Collected data

● ● ● ● ●

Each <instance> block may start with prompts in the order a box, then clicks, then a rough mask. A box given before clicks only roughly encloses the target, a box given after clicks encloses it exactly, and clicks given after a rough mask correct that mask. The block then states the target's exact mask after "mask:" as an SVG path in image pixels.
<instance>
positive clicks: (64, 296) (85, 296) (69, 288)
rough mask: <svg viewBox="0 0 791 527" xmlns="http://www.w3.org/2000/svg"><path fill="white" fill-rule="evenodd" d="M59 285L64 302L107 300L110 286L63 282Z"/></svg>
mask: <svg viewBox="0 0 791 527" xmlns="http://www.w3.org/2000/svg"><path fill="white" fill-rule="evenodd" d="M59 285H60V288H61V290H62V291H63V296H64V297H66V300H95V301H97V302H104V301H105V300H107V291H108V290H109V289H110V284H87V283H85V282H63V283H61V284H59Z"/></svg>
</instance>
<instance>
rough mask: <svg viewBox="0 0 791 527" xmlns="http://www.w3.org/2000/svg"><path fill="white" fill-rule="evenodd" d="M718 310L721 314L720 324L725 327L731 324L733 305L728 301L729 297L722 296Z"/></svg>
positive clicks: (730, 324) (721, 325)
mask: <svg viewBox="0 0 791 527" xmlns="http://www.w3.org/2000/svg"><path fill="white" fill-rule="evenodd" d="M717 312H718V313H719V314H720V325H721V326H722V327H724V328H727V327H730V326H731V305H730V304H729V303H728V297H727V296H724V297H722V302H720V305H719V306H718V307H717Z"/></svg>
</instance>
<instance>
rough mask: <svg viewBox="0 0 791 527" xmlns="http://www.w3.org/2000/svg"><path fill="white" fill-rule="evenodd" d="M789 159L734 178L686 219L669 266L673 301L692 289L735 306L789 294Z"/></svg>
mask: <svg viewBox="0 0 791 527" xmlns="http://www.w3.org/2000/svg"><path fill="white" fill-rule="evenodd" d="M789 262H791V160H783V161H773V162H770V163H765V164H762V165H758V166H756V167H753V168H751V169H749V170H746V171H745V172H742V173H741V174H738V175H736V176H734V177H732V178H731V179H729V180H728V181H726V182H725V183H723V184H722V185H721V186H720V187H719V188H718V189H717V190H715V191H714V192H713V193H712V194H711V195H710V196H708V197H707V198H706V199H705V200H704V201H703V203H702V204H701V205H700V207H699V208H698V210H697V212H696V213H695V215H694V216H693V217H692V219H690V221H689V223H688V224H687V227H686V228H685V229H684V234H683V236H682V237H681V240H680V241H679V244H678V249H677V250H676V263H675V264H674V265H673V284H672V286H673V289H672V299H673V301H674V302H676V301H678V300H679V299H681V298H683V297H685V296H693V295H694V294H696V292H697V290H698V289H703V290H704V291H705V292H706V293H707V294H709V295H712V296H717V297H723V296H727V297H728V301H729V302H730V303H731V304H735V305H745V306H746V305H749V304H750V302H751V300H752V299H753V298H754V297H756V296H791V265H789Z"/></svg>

● ● ● ● ●

◆ **Your goal**: Copy out the records above exactly and completely.

◆ **Result of this task**:
Each <instance> block may start with prompts in the order a box, then clicks, then a rough mask. A box given before clicks only roughly encloses the target, a box given after clicks encloses it exactly, and clicks given after a rough mask correct that mask. The block then states the target's exact mask after "mask:" as an SVG path in image pixels.
<instance>
positive clicks: (64, 296) (85, 296) (69, 288)
rough mask: <svg viewBox="0 0 791 527" xmlns="http://www.w3.org/2000/svg"><path fill="white" fill-rule="evenodd" d="M59 285L64 302L107 300L110 286L63 282Z"/></svg>
mask: <svg viewBox="0 0 791 527" xmlns="http://www.w3.org/2000/svg"><path fill="white" fill-rule="evenodd" d="M59 285H60V288H61V290H62V291H63V296H64V297H66V300H95V301H97V302H104V301H105V300H107V291H108V290H109V289H110V284H87V283H85V282H63V283H61V284H59Z"/></svg>
</instance>
<instance>
rough mask: <svg viewBox="0 0 791 527" xmlns="http://www.w3.org/2000/svg"><path fill="white" fill-rule="evenodd" d="M718 310L721 314L720 324L725 327L731 324L733 305L728 301L729 297L722 296Z"/></svg>
positive clicks: (730, 324) (721, 325)
mask: <svg viewBox="0 0 791 527" xmlns="http://www.w3.org/2000/svg"><path fill="white" fill-rule="evenodd" d="M717 312H718V313H719V314H720V325H721V326H722V327H724V328H727V327H730V326H731V305H730V304H729V303H728V297H727V296H724V297H722V302H720V305H719V306H718V307H717Z"/></svg>
</instance>
<instance>
rough mask: <svg viewBox="0 0 791 527" xmlns="http://www.w3.org/2000/svg"><path fill="white" fill-rule="evenodd" d="M789 159L734 178L686 219L669 266L673 301L692 289L735 306L789 294Z"/></svg>
mask: <svg viewBox="0 0 791 527" xmlns="http://www.w3.org/2000/svg"><path fill="white" fill-rule="evenodd" d="M789 262H791V160H783V161H773V162H770V163H765V164H762V165H758V166H756V167H753V168H751V169H749V170H746V171H745V172H742V173H741V174H738V175H736V176H734V177H732V178H731V179H729V180H728V181H726V182H725V183H723V184H722V185H721V186H720V187H719V188H718V189H717V190H715V191H714V192H713V193H712V194H711V195H710V196H708V197H707V198H706V199H705V200H704V201H703V203H702V204H701V205H700V207H699V208H698V210H697V212H696V213H695V215H694V216H693V217H692V219H690V221H689V223H688V224H687V227H686V228H685V229H684V234H683V236H682V237H681V240H680V241H679V244H678V249H677V250H676V263H675V264H674V265H673V284H672V286H673V289H672V299H673V301H674V302H676V301H678V300H679V299H681V298H683V297H685V296H693V295H694V294H696V292H697V290H698V289H703V290H704V291H705V292H706V293H707V294H709V295H712V296H717V297H723V296H727V297H728V301H729V302H730V303H731V304H735V305H745V306H746V305H749V304H750V302H751V300H752V299H753V298H754V297H756V296H791V265H789Z"/></svg>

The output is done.